:: DATA FOR THE TASK ::
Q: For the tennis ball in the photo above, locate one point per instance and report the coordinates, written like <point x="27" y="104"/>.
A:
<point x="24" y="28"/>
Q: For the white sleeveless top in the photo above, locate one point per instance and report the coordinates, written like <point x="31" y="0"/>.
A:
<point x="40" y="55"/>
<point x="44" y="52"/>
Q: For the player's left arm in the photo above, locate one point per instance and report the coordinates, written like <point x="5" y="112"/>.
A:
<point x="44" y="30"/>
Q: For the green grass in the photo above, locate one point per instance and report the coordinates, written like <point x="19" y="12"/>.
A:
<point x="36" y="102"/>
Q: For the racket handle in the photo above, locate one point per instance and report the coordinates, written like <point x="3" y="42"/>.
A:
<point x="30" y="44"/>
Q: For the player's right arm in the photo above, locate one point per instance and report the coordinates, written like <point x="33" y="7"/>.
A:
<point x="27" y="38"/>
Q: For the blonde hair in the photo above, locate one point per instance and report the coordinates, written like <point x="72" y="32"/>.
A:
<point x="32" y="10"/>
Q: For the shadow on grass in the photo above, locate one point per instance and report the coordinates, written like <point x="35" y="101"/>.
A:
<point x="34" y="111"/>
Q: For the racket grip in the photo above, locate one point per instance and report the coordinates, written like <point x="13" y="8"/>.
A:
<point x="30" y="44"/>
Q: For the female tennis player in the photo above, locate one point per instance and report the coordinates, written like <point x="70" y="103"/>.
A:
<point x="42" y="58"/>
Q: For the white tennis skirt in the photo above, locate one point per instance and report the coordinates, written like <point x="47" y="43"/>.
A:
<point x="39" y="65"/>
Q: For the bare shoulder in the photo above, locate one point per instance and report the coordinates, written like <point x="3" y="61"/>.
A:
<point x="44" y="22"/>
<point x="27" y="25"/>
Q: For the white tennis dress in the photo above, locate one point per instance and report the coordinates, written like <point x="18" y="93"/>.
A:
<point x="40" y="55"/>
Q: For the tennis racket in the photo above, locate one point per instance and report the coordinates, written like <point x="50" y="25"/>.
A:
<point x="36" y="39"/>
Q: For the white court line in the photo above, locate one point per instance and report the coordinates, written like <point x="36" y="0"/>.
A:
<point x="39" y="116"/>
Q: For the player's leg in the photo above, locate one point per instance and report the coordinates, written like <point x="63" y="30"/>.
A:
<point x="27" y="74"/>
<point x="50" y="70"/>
:::
:: DATA FOR THE TASK ::
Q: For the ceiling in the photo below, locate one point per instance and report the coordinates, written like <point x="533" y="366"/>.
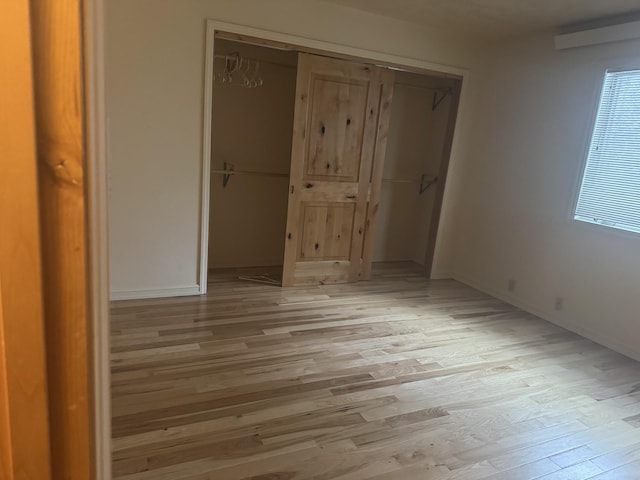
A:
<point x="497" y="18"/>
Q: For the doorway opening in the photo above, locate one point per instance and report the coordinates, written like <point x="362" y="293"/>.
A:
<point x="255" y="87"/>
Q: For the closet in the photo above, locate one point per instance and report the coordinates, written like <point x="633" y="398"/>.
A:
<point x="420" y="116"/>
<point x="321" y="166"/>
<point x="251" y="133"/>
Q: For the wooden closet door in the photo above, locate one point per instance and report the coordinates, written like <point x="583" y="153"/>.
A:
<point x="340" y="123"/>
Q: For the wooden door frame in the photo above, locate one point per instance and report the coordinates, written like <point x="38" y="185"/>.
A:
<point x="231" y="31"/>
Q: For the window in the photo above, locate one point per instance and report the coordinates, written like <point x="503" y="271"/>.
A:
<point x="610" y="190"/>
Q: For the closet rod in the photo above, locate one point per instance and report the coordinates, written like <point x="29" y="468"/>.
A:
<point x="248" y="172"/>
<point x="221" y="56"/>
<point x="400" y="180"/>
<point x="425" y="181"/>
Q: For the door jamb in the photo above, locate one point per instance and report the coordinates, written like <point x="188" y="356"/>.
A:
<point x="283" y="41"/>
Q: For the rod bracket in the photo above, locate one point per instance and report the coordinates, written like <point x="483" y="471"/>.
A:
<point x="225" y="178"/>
:::
:: DATA FOR THE TASK ::
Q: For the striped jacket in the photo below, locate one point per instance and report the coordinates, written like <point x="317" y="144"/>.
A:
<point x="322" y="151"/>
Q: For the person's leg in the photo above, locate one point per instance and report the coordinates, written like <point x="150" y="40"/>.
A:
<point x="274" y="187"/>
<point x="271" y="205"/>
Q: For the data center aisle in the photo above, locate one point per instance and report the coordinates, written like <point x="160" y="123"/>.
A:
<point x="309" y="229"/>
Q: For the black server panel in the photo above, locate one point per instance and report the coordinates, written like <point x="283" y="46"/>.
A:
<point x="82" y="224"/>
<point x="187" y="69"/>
:::
◆ TASK BRIEF ◆
Gather each line of the entries above that contains the word "wooden" and copy those lines out in full.

◆ RESULT OF THE EXERCISE ◆
Q: For the wooden closet door in the photo above, locate one point per instance and report the coordinates, written like <point x="583" y="153"/>.
Q: For the wooden door frame in the photo above, locate one point per instance and report the coordinates, written like <point x="38" y="185"/>.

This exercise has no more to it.